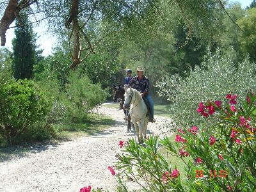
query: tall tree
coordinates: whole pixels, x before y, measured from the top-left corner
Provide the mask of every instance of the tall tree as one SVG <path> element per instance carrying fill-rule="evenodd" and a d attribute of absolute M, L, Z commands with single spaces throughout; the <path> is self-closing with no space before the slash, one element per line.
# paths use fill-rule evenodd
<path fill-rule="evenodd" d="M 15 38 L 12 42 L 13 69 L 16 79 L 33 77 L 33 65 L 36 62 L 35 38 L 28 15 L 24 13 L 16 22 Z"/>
==
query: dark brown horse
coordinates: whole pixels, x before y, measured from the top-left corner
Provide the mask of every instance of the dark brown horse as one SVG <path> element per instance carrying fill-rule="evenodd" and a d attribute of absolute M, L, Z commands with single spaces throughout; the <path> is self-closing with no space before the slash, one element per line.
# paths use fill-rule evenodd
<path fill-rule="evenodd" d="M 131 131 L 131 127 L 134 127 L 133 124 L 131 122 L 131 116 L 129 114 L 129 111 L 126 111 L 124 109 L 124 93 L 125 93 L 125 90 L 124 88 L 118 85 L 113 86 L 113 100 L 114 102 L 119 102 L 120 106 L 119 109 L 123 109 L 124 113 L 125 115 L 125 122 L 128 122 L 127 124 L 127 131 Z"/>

__Exercise directions__.
Reproduce the data above verbatim, everything from the line containing "query: tall tree" down to the line containing "15 38 L 12 42", both of those lines included.

__Task result__.
query: tall tree
coordinates: whole pixels, x before y, measured from the top-left corner
Provide the mask of every instance of the tall tree as one SVG <path> element per instance carrying fill-rule="evenodd" and a d attribute of absolute M, L, Z commands with single spaces throughout; the <path> is self-closing with no space before the slash, one element per line.
# paths use fill-rule evenodd
<path fill-rule="evenodd" d="M 15 38 L 12 42 L 13 69 L 16 79 L 33 77 L 33 65 L 36 62 L 35 38 L 28 15 L 24 13 L 16 22 Z"/>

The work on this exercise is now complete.